▶ Work instruction:
Across the material below, count the lines that include the word "gray" and give only that count.
=== Raw data ===
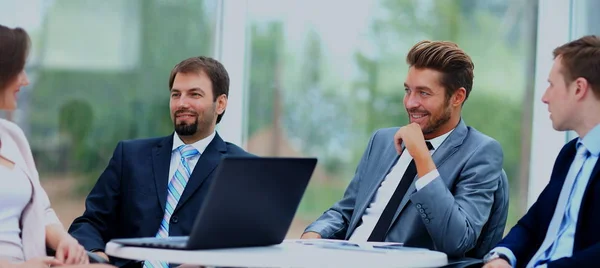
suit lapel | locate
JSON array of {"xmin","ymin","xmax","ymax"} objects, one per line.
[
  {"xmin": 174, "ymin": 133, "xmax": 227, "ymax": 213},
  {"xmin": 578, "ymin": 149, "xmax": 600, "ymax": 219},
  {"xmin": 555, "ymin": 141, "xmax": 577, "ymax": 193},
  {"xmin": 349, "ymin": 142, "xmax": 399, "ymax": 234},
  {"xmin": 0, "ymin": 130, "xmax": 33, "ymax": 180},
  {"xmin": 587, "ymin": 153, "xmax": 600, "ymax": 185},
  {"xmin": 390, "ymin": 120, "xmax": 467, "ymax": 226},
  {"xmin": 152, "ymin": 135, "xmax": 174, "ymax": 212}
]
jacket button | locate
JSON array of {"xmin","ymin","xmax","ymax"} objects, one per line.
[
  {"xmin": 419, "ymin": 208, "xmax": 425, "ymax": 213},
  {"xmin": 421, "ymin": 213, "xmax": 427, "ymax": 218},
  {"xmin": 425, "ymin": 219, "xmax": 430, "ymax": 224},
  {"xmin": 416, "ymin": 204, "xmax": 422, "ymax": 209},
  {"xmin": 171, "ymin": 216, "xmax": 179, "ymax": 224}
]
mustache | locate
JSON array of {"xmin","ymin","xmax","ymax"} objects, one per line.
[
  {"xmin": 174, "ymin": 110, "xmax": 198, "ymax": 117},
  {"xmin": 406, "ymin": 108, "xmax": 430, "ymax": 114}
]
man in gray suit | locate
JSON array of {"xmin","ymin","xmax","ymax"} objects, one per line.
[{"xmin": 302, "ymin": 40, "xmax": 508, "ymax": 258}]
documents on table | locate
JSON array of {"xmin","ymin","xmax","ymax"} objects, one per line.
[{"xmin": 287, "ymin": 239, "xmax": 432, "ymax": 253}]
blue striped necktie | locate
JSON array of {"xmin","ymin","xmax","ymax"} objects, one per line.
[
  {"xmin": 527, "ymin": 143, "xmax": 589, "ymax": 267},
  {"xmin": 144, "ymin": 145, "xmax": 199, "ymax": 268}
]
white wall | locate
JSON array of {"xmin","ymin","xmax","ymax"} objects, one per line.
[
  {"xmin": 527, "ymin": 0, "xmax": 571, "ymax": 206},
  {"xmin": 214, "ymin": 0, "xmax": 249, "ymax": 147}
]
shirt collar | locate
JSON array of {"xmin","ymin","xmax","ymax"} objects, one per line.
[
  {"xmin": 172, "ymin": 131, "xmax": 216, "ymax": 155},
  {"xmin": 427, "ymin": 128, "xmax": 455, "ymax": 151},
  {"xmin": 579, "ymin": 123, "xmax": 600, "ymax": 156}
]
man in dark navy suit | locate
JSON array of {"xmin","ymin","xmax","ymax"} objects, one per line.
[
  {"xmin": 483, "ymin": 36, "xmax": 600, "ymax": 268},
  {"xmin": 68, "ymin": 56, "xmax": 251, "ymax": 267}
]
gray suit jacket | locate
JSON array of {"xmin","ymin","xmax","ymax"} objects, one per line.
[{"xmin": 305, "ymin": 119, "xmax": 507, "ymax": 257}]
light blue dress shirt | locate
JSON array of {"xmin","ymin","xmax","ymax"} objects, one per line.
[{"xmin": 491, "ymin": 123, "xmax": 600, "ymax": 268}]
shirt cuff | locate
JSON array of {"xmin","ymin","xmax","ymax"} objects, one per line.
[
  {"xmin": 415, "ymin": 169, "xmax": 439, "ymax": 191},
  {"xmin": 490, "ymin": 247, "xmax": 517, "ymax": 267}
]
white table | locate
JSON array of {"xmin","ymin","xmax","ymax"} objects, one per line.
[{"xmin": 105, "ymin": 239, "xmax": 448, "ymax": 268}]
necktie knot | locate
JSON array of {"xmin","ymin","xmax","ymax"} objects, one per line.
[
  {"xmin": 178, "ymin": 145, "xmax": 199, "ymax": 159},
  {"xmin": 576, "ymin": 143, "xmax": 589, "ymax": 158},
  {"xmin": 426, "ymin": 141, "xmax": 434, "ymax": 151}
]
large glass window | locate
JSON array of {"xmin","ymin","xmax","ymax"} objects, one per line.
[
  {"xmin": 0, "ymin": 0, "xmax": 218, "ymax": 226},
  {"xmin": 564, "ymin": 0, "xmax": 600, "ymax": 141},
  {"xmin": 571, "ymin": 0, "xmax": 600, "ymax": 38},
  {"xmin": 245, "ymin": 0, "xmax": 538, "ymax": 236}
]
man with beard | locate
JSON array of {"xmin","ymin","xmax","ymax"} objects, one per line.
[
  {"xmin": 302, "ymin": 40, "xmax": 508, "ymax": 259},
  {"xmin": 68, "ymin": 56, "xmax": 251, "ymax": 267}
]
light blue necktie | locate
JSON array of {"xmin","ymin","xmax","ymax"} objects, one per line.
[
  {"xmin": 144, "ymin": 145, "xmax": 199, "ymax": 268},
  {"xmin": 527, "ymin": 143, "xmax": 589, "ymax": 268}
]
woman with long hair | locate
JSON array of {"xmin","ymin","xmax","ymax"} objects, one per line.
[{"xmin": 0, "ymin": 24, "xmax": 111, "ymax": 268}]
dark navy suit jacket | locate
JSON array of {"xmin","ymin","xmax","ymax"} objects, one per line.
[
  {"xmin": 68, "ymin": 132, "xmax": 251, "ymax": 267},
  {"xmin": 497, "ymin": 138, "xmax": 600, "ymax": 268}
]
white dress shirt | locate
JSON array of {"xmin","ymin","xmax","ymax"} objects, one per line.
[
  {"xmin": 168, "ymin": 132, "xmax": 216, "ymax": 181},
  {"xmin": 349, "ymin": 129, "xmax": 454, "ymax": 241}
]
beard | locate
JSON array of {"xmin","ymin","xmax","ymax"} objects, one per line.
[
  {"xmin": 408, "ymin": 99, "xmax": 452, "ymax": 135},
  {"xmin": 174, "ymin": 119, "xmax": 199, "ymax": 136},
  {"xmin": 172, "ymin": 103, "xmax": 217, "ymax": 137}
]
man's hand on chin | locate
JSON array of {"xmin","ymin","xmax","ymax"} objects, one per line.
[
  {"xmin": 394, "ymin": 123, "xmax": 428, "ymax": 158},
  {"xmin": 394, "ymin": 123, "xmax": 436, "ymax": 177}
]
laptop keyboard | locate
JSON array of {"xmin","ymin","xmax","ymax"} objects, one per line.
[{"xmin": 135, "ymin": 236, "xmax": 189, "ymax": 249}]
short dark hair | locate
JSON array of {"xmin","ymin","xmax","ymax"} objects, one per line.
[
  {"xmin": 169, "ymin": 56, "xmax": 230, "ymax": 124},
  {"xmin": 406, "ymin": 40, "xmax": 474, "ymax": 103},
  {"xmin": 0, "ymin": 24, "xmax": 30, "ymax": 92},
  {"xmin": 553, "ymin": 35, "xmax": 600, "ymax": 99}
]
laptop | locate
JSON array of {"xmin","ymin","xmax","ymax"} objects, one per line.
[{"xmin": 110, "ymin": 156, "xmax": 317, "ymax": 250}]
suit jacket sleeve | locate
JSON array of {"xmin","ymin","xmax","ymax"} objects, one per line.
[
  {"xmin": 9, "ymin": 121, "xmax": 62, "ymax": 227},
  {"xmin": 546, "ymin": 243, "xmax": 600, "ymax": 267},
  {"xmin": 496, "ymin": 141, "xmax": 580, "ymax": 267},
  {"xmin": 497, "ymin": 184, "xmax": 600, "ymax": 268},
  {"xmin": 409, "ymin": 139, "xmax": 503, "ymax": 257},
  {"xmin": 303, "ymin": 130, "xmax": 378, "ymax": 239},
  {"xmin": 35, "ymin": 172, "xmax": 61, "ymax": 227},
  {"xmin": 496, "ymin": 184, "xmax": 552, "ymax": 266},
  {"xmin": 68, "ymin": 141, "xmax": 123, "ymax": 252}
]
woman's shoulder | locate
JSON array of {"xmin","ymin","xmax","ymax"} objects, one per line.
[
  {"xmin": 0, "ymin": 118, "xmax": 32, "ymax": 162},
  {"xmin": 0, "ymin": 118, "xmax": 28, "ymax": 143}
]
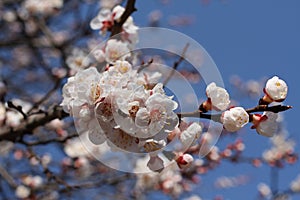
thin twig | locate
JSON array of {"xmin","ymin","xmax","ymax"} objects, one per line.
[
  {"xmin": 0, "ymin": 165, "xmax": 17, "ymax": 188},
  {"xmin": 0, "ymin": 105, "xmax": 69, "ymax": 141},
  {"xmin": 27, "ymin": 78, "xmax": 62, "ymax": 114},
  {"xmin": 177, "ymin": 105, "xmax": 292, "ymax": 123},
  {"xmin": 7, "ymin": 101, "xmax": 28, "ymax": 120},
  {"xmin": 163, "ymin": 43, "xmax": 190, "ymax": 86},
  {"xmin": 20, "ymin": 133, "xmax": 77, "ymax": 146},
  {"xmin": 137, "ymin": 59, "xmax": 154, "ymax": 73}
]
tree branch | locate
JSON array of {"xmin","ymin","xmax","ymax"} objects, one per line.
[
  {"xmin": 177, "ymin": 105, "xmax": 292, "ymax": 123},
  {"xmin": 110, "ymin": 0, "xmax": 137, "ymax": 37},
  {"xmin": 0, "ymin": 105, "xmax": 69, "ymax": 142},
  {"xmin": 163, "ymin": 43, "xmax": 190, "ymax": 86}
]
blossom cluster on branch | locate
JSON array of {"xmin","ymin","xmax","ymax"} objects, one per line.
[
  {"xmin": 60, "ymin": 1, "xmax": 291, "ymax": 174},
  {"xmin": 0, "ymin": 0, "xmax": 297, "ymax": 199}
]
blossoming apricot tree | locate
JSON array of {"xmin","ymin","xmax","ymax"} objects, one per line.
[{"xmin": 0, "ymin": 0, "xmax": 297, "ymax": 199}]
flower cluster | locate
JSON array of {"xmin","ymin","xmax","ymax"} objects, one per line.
===
▶ Expected output:
2